Goal 1:
In the fish tank thread, what did the person in susankat's post cover the higher end with?

=-=-=

Next question is how many fish should I have in this unit. And should I start with one fish and add more later. Another question is which material I should use to create the barrier making the two chambers. I want to use something that will not break under the pressure of the water. To combat the chance it may break I am going to put four little foam stands near the four corners of the tank and am thinking of using a silicone to seal the barrier from the top. This way the weight is distributed and I am not sure where to get this barrier from and which is the best way to make it. 

Thank you for your time and please do not hold back from constructively criticizing my design. I will first make this system on a small scale and then put it on a larger one perhaps in the future. Hopefully I make a small unit that teaches me a lot. Thanks once again.


----------



## whitetiger61 (Aug 2, 2011)

very well put..

Rick


----------



## fishieguy (Mar 9, 2012)

Thanks guys and I guess this was a bad idea. I was going to use the plants as a way to filter out ammonia and such from the chamber with fish, but guess this would only work with a very large place for many fish and few plants.

Guess I am going to ditch this idea.


----------



## susankat (Nov 15, 2008)

I seen a system done once that the person used plywood and 1x3's to make kind of a stream effect. One end was a little higher so it also made like a water fall going into the tank. The plywood was cut about 1/2 inch shorter on the sides then the 2x3 were glued and nailed to the sides to make a rim lengthwise and one end. The end that was going to be higher, he then covered this in a pool liner. He then filled with fine gravel and planted with aquarium plants that can grow emersed. I don't remember what he had on the lower end to keep the gravel in, I would imagine some kind of mesh. Water was fed to the top using a pond pump in the tank to where the water flowed from higher end to the lower end and back into the tank. He kept tropical fish in the tank, and ran a canister filter along with the plants.

I can't get to this post anymore as the site is now defunct.


----------

=-=-=

Goal 2:
Recast part of the records as a JSON list of strings, one string per line, leaving out blank lines. Begin at the line that has "Where can the dusty" and continue through the end of the records.

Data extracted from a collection
=-=-=

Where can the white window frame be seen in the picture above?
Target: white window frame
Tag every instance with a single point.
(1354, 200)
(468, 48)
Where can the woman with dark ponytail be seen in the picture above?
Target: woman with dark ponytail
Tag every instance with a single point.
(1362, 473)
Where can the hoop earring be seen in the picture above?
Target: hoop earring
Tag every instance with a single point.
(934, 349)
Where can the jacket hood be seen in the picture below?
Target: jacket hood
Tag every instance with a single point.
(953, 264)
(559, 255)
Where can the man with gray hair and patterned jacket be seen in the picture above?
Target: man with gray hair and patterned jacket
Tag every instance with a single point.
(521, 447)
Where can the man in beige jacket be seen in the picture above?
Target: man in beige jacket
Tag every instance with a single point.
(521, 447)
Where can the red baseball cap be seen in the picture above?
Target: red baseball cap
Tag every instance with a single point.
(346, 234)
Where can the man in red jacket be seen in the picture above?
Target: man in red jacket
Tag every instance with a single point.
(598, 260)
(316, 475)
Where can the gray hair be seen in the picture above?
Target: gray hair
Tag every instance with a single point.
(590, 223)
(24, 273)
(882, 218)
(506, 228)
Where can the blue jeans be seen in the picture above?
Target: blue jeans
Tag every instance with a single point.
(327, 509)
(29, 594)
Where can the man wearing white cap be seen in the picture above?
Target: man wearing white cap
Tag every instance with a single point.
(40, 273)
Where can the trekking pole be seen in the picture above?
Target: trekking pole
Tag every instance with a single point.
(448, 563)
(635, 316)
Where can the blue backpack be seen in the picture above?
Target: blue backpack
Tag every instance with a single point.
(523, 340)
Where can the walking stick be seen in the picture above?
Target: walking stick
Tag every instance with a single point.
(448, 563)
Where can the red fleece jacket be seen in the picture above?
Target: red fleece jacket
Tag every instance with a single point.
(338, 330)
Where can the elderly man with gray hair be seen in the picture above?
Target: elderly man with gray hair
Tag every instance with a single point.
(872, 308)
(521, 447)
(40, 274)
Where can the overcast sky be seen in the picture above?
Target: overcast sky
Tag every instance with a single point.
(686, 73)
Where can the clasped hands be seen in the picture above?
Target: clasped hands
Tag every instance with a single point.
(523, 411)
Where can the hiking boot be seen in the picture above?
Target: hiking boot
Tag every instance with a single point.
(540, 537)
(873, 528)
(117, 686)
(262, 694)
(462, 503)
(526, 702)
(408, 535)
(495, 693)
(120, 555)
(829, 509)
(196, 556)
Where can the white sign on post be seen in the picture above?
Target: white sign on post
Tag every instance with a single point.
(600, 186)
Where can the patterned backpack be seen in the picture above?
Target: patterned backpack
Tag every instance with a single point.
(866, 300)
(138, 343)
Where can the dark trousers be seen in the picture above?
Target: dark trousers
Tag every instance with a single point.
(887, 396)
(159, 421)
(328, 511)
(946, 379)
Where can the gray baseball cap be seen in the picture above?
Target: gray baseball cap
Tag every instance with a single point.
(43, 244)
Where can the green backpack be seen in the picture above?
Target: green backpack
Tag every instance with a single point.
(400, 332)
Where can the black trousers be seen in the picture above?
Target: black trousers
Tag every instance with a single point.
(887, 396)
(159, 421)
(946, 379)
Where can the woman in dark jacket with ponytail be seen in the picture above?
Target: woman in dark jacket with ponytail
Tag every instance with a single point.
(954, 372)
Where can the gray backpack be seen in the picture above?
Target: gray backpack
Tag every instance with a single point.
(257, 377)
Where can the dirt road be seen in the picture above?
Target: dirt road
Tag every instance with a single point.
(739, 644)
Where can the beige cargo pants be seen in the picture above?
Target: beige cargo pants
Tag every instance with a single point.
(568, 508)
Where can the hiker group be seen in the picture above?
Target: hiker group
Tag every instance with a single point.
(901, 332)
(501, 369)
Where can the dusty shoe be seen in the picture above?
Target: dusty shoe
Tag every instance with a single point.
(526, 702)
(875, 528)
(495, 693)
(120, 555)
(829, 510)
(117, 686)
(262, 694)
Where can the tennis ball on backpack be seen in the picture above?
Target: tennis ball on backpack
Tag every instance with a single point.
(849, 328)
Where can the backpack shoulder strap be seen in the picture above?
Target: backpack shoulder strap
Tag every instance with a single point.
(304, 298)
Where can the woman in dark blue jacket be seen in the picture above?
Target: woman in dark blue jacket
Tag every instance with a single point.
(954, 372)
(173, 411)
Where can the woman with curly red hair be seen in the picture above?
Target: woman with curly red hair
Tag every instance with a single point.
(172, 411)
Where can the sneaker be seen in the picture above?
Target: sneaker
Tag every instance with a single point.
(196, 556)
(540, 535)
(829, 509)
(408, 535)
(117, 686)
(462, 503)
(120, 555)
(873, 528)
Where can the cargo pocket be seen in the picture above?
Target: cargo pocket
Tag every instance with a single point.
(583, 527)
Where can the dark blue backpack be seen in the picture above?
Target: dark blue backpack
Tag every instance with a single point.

=-=-=

Complete answer 1:
A pool liner.

Complete answer 2:
[
  "Where can the dusty shoe be seen in the picture above?",
  "Target: dusty shoe",
  "Tag every instance with a single point.",
  "(526, 702)",
  "(875, 528)",
  "(495, 693)",
  "(120, 555)",
  "(829, 510)",
  "(117, 686)",
  "(262, 694)",
  "Where can the tennis ball on backpack be seen in the picture above?",
  "Target: tennis ball on backpack",
  "Tag every instance with a single point.",
  "(849, 328)",
  "Where can the backpack shoulder strap be seen in the picture above?",
  "Target: backpack shoulder strap",
  "Tag every instance with a single point.",
  "(304, 298)",
  "Where can the woman in dark blue jacket be seen in the picture above?",
  "Target: woman in dark blue jacket",
  "Tag every instance with a single point.",
  "(954, 372)",
  "(173, 411)",
  "Where can the woman with curly red hair be seen in the picture above?",
  "Target: woman with curly red hair",
  "Tag every instance with a single point.",
  "(172, 411)",
  "Where can the sneaker be seen in the picture above?",
  "Target: sneaker",
  "Tag every instance with a single point.",
  "(196, 556)",
  "(540, 535)",
  "(829, 509)",
  "(408, 535)",
  "(117, 686)",
  "(462, 503)",
  "(120, 555)",
  "(873, 528)",
  "Where can the cargo pocket be seen in the picture above?",
  "Target: cargo pocket",
  "Tag every instance with a single point.",
  "(583, 527)",
  "Where can the dark blue backpack be seen in the picture above?",
  "Target: dark blue backpack",
  "Tag every instance with a single point."
]